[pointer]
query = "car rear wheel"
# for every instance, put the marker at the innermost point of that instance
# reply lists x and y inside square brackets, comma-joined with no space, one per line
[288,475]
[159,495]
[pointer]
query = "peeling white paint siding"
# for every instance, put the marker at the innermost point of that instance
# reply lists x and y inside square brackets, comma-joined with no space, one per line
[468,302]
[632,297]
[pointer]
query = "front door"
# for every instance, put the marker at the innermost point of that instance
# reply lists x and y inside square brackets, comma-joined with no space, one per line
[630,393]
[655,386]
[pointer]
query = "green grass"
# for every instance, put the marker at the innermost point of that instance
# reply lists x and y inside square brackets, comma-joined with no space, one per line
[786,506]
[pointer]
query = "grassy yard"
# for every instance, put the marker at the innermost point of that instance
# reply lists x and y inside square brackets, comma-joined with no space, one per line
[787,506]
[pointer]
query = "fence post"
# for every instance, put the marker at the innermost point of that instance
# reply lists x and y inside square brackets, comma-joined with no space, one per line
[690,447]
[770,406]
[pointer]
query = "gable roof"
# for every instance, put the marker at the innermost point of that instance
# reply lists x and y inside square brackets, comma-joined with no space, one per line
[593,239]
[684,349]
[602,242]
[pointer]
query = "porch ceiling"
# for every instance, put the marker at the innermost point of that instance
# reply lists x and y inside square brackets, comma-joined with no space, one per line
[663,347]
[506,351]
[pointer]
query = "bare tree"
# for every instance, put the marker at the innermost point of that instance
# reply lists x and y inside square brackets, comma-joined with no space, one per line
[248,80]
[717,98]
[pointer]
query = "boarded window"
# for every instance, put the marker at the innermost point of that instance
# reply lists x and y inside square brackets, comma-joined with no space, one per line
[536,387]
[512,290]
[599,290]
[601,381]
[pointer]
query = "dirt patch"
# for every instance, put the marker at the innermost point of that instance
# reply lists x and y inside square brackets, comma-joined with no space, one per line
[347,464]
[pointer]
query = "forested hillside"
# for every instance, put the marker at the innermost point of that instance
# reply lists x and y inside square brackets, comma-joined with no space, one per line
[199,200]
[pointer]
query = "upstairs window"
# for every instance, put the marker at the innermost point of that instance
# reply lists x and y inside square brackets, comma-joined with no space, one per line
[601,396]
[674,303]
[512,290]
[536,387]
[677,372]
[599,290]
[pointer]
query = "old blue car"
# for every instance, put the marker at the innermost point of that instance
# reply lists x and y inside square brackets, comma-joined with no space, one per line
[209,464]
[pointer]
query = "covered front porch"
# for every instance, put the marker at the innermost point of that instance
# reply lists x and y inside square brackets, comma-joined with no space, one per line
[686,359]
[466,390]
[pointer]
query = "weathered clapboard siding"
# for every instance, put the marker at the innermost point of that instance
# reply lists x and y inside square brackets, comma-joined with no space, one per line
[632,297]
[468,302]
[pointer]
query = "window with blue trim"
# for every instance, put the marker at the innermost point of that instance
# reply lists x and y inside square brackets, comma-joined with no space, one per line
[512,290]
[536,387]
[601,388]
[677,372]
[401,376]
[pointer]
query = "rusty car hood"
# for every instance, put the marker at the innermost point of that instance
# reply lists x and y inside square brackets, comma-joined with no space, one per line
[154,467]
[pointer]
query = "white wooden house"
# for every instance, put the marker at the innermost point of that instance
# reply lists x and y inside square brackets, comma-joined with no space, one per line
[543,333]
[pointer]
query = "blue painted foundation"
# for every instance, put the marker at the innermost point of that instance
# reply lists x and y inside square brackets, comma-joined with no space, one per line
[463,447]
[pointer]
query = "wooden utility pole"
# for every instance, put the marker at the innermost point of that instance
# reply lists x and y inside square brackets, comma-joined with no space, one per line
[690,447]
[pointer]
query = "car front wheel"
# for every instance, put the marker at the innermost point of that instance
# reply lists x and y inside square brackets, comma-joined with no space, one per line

---*---

● **What you should do**: Pull out all lines from the entries above that include the word "window".

● **Response below**:
query = "boarded window"
query = "upstairs window"
query = "window with blue trim"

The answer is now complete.